====== EXTRACTED TEXT

# TV Stand: Is This Design Sound?



## GDog (Dec 27, 2007)

Hello! I'm looking to build a simple stand for my TV, and I want some pros to look over my design before I sink any real cash into the project.

Info on the Project..

The TV itself is a 36" tube that weighs around 200 pounds. Remember the big, flat tube TV's that were top of the line around 1999/2000 before HD got popular? It's one of those.
Here are my plans, whipped up in Adobe Illustrator. I work in CM because calculating fractions hurts my head.

It's more or less a table/box held up with 2x4's. The TV's footprint is about the same as the table, so there shouldn't be much pressure on the center of the unit.










I'm worried about the unit swaying. I could add vertical pieces of plywood to the sides and back, correct?

So, is this doable or an insult to everything woodworking??


----------



## joesdad (Nov 1, 2007)

Gdog, I would seriously consider applying a face frame to the front of that design to keep the weight of that monster at bay (I had one of those 32" that you're referring to) Also at least on the sides at the top I would fasten horizontal stock the same width as the face to keep it stable front to back as you mentioned.

If you're using screws to fasten it together and if you are actually using fir 2x4s make sure you buy the kiln dried and pre-drill all your holes, especially at the ends. Any splitting from the screws will create a weak spot.


----------



## TexasTimbers (Oct 17, 2006)

The middle shelf is as wide as the top shelf and bottom panel but cut to just fit inside the width between the 2xs, so it will have a glue line only on the inside surfaces of the 2xs. While it may not seem like much, if you alowed the middle shelf to be the same dimensions as the top shelf and bottom panel, you could _let the frame members into_ the middle panel from two 90 degree directions, and the added collective surface area would offer more resistance to forward/backward movement than what you might think.

If you glue and screw everything soundly, and your "rectangles" are cut precisely out of the middle shelf, I think you would be fine with just a back panel for stability, unless you are fine with side panels. Side panles would certainly make the assembly indestructible but if you do not want them for asthetic/accessibility reasons I think you can skip them if you fuly intergrate the middle shelf.

============

**WRITTEN PROBLEM A**
Copy the TV stand thread again, starting at the words "# TV Stand: Is" and stopping after "of the unit.", and substitute "SketchUp" for "Adobe Illustrator".
**WRITTEN PROBLEM B**
How much does the TV weigh, according to the TV stand thread?
The listing that follows comes from a separate source.

====== DATA

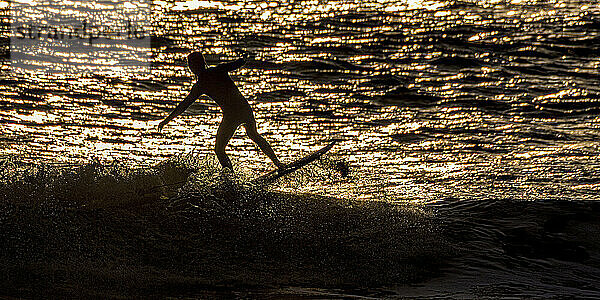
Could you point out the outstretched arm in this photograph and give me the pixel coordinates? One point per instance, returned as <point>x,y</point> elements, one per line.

============

**COMPLETE OUTPUT A**
# TV Stand: Is This Design Sound?



## GDog (Dec 27, 2007)

Hello! I'm looking to build a simple stand for my TV, and I want some pros to look over my design before I sink any real cash into the project.

Info on the Project..

The TV itself is a 36" tube that weighs around 200 pounds. Remember the big, flat tube TV's that were top of the line around 1999/2000 before HD got popular? It's one of those.
Here are my plans, whipped up in SketchUp. I work in CM because calculating fractions hurts my head.

It's more or less a table/box held up with 2x4's. The TV's footprint is about the same as the table, so there shouldn't be much pressure on the center of the unit.

**COMPLETE OUTPUT B**
Around 200 pounds.